Reading text:

Philosophers are in the news these days. By what I can tell from the media, un-and-underemployed philosophy majors are sprouting from the sidewalks, infesting Occupy America movements, and crowding the lines for openings in the barista business. I am reminded of the line in T.S. Eliot’s Wasteland where he witnesses the hordes of urbanites crossing London Bridge and imagines them as an original infestation of the walking dead:
Philosophers, so many, I had not realized unemployment had undone so many.
The proliferation is further astonishing since my own Department of Philosophy begs borrows and steals students from other departments to make a living. From what I can gauge in the news media they are not looking the right places because every news reporter living seems to find them easy pickin’s right at hand at every street corner.
A few days ago I posted on a peculiar opinion piece from Frank Bruni at the New York Times, wherein philosophers and anthropologists were given as examples of what’s wrong with the American educational system, graduating as it does hordes of unemployable thinkers with their heads too far in the clouds to realize the damage they are doing to themselves by reading Immanuel Kant. This morning in my local newspaper I was treated to Nate Beeler’s editorial cartoon, featuring an unkempt and bewildered looking philosophy major on a street corner begging for food, his sign suggesting that he will “epistemologize for food.” Finally, my day was topped off by an NPR story on the grim prospects for this year’s college grads. The story finished with an interview with the ever omnipresent philosophy major, and noted, mockingly, that the student intended to pursue medical school after finishing his philosophy degree. Good to see at least some philosophy major has some sense. I was actually thinking about how wonderful it was to find a student who was so accomplished in both the sciences and the humanities. More fool I.

(Items drawn from a data source)
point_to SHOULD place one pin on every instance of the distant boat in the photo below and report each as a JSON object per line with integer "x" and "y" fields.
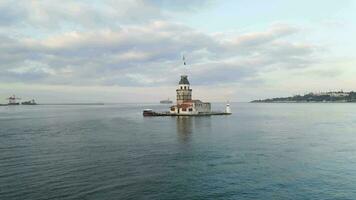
{"x": 167, "y": 101}
{"x": 31, "y": 102}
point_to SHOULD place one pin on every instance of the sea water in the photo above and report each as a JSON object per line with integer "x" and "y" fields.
{"x": 262, "y": 151}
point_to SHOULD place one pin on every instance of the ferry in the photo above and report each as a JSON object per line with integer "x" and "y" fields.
{"x": 167, "y": 101}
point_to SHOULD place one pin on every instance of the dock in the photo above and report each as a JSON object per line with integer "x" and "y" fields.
{"x": 150, "y": 113}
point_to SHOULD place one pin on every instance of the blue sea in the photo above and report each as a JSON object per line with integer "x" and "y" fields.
{"x": 262, "y": 151}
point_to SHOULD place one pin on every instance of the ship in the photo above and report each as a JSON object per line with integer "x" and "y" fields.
{"x": 166, "y": 101}
{"x": 186, "y": 106}
{"x": 31, "y": 102}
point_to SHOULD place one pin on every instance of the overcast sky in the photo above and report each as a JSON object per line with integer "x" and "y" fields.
{"x": 131, "y": 51}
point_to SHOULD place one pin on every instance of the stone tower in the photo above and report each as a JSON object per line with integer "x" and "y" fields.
{"x": 184, "y": 93}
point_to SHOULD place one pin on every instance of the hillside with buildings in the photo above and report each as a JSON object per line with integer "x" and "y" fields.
{"x": 339, "y": 96}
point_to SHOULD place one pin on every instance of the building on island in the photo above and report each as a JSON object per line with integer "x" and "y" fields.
{"x": 185, "y": 104}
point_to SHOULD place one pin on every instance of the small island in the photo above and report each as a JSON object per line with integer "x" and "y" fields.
{"x": 322, "y": 97}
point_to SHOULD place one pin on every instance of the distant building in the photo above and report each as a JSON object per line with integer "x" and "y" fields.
{"x": 185, "y": 104}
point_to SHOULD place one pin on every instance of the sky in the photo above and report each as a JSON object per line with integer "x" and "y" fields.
{"x": 131, "y": 51}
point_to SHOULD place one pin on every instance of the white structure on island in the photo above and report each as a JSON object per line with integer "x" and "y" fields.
{"x": 185, "y": 104}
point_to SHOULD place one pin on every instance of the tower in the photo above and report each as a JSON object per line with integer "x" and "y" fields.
{"x": 184, "y": 93}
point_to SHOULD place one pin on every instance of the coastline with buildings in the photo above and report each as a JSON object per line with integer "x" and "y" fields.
{"x": 321, "y": 97}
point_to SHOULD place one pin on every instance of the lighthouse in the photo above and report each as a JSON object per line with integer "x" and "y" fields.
{"x": 185, "y": 104}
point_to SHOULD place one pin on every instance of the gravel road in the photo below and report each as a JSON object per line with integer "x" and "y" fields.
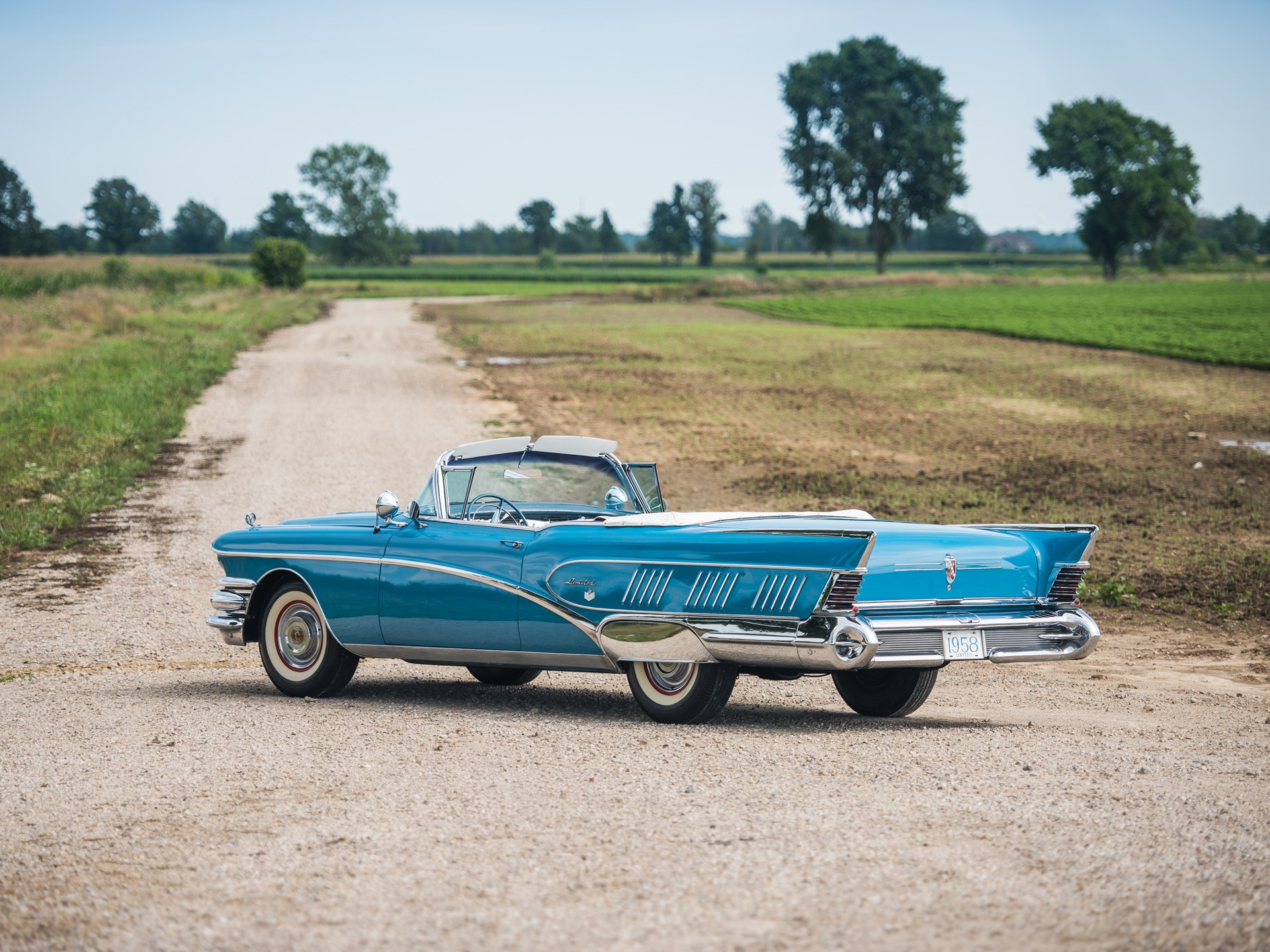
{"x": 158, "y": 793}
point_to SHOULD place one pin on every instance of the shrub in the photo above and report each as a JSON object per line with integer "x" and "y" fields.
{"x": 117, "y": 270}
{"x": 1113, "y": 592}
{"x": 280, "y": 263}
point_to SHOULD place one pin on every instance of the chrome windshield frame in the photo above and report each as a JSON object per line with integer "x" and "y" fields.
{"x": 443, "y": 500}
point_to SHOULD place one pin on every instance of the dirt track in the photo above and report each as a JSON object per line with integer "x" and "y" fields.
{"x": 157, "y": 793}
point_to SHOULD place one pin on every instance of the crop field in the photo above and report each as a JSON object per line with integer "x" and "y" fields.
{"x": 1217, "y": 321}
{"x": 95, "y": 379}
{"x": 927, "y": 424}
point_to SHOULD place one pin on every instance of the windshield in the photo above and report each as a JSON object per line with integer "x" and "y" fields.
{"x": 544, "y": 485}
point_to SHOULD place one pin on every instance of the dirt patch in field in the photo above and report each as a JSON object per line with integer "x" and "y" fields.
{"x": 929, "y": 426}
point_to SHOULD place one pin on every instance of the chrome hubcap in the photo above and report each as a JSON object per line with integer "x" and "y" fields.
{"x": 669, "y": 677}
{"x": 299, "y": 637}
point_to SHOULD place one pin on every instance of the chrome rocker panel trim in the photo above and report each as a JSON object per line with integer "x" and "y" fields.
{"x": 464, "y": 656}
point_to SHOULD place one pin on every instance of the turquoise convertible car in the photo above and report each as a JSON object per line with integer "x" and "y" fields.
{"x": 523, "y": 555}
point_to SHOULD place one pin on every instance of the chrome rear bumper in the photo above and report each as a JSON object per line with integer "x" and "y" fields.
{"x": 855, "y": 643}
{"x": 1060, "y": 635}
{"x": 230, "y": 600}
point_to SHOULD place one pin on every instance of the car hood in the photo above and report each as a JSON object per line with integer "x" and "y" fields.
{"x": 366, "y": 518}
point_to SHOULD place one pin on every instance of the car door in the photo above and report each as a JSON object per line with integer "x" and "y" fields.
{"x": 440, "y": 586}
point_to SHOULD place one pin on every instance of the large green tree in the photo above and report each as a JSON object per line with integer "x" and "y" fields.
{"x": 610, "y": 241}
{"x": 669, "y": 231}
{"x": 579, "y": 235}
{"x": 761, "y": 222}
{"x": 120, "y": 216}
{"x": 352, "y": 200}
{"x": 876, "y": 131}
{"x": 21, "y": 231}
{"x": 1140, "y": 186}
{"x": 536, "y": 218}
{"x": 702, "y": 208}
{"x": 197, "y": 230}
{"x": 284, "y": 218}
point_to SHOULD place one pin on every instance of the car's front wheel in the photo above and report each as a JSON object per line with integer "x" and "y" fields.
{"x": 890, "y": 692}
{"x": 300, "y": 655}
{"x": 681, "y": 692}
{"x": 487, "y": 674}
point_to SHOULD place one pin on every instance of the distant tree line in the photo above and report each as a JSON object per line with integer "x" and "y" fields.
{"x": 874, "y": 150}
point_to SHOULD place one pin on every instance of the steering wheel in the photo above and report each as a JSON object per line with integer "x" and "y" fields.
{"x": 501, "y": 506}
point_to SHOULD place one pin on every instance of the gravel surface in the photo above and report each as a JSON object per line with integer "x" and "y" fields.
{"x": 158, "y": 793}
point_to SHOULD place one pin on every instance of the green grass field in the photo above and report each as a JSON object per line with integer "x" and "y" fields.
{"x": 95, "y": 380}
{"x": 746, "y": 413}
{"x": 1222, "y": 321}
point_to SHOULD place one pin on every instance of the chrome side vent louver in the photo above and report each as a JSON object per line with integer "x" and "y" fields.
{"x": 1067, "y": 584}
{"x": 842, "y": 593}
{"x": 647, "y": 587}
{"x": 778, "y": 593}
{"x": 712, "y": 589}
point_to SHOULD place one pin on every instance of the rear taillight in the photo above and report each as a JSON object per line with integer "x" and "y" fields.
{"x": 1067, "y": 586}
{"x": 842, "y": 594}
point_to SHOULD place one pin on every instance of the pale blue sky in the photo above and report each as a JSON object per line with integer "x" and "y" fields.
{"x": 484, "y": 106}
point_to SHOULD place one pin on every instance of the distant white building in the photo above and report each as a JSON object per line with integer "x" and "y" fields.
{"x": 1011, "y": 243}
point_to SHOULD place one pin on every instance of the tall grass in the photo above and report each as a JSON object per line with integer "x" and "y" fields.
{"x": 54, "y": 276}
{"x": 92, "y": 389}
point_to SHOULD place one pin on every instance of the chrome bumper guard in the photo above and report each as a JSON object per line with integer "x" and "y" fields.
{"x": 230, "y": 602}
{"x": 854, "y": 643}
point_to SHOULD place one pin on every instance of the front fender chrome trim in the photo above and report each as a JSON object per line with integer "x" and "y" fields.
{"x": 572, "y": 617}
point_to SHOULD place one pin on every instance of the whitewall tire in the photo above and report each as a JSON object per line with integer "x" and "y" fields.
{"x": 299, "y": 653}
{"x": 681, "y": 692}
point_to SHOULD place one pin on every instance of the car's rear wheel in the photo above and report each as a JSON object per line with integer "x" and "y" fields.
{"x": 681, "y": 692}
{"x": 487, "y": 674}
{"x": 299, "y": 653}
{"x": 892, "y": 692}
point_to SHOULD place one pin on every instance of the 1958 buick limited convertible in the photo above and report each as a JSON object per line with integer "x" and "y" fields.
{"x": 525, "y": 555}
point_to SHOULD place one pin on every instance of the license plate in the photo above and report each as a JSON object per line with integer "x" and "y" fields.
{"x": 963, "y": 644}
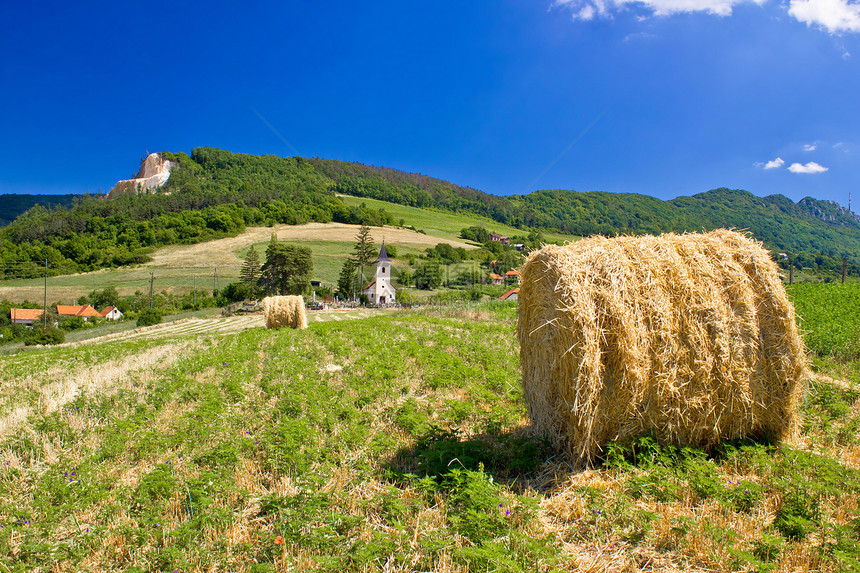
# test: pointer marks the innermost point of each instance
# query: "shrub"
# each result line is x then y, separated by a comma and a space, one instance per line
41, 335
149, 318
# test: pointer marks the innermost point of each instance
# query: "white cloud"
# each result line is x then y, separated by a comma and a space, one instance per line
811, 167
773, 164
588, 9
835, 16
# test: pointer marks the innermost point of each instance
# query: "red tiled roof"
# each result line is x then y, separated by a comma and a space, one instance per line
107, 310
509, 293
25, 313
73, 310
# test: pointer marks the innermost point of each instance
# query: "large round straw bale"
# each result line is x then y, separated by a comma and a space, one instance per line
283, 311
689, 337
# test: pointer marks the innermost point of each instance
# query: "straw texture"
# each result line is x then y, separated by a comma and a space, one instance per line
691, 337
283, 311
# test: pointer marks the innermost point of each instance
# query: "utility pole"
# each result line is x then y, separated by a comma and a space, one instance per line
45, 308
151, 280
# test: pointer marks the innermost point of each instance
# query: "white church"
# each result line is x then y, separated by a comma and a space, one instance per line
380, 290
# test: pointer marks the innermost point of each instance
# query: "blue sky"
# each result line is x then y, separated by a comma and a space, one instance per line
660, 97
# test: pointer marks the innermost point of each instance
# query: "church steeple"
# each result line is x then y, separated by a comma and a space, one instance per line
383, 254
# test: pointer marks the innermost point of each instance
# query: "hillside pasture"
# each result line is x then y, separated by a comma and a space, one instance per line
394, 441
179, 268
444, 224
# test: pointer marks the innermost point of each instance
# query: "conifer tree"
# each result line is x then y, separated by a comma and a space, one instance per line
364, 251
250, 272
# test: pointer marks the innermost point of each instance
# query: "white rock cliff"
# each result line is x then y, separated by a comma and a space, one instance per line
154, 172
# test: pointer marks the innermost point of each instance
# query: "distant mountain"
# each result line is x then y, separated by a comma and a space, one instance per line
214, 193
13, 205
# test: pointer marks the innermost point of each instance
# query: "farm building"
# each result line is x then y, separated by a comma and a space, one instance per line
512, 294
84, 311
25, 315
380, 290
111, 313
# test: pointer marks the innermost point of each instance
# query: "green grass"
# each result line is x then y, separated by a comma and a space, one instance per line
829, 314
397, 439
444, 224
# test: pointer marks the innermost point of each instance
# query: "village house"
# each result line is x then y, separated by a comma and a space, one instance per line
85, 311
25, 316
111, 313
380, 290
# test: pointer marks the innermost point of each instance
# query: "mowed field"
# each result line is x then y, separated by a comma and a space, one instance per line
180, 268
388, 441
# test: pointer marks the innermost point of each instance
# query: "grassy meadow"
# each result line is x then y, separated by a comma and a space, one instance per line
396, 441
178, 269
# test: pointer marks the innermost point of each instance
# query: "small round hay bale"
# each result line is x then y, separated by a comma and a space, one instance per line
690, 337
283, 311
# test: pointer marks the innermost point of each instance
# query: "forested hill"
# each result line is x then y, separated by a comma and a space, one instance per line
215, 193
13, 205
810, 225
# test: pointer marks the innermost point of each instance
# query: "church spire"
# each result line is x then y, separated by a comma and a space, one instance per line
383, 254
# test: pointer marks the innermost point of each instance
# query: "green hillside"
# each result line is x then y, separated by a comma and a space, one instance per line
215, 193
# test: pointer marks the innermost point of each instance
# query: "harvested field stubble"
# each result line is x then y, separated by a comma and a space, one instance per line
690, 337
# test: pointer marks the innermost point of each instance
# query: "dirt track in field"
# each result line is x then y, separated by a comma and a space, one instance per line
222, 252
222, 325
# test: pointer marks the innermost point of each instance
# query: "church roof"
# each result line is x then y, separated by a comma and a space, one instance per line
383, 255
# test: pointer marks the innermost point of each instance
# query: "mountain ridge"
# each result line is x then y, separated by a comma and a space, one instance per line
213, 193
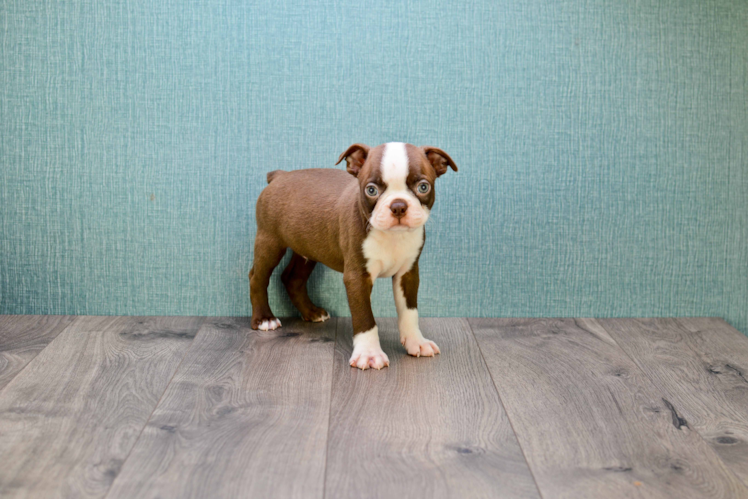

Problem:
Resume the piece on philosophy majors in the news, beginning immediately after its final sentence. The rows above are material separate from the piece on philosophy majors in the news.

Output of the exercise:
How philosophers came to represent the ills of recent college graduates is beyond reckoning. Though I did do some reckoning. According to Stats from the Department of Education between 2006 and 2011, American colleges and Universities graduated approximately 117,891 philosophy majors. In the same time period these same colleges and universities graduated 1,687,105 business majors. Give or Take.
According to a Georgetown University study, recent humanities majors unemployment rate is about 9.4%, which means that we probably have about 11,081 unemployed philosophy majors running around loose and unattended.
By comparison, according to the Georgetown study 7.4% of recent business majors are unemployed. Which means that 126,532 business majors are running around loose and unattended. Give or Take.
I think the outcome of this entirely off the cuff analysis is that the average person crowding into line for barista openings at Starbucks is probably not a philosopher. I’m wondering why there are no interviews with business majors on how they feel about the fact that their educational choices did not prepare them for the job market.
We shouldn’t laugh off the difficulties of these figures in general. Recent college graduates are desperately hurting, whether they majored in philosophy or business; they are loaded with debt and many are not finding jobs. And while philosophers are struggling marginally more than some others, the point is that philosophy majors are not hurting in some extraordinary fashion because they have chosen to major in philosophy. This is a generational problem visited on this generation of student through political, economic, and cultural decisions that were not of their doing or making. To trash philosophy students as if they were witless is a snide form of victimizing victims of a system and culture these students did not create. It relieves us of responsibility to the many who are struggling and enables us to imagine that it is all their fault because of the poor educational choices they’ve happened to make. Ironically, it enables us to ignore the plight of 128,000 unemployed business students as well, since they have all come to be represented by unkempt and irresponsible philosophers.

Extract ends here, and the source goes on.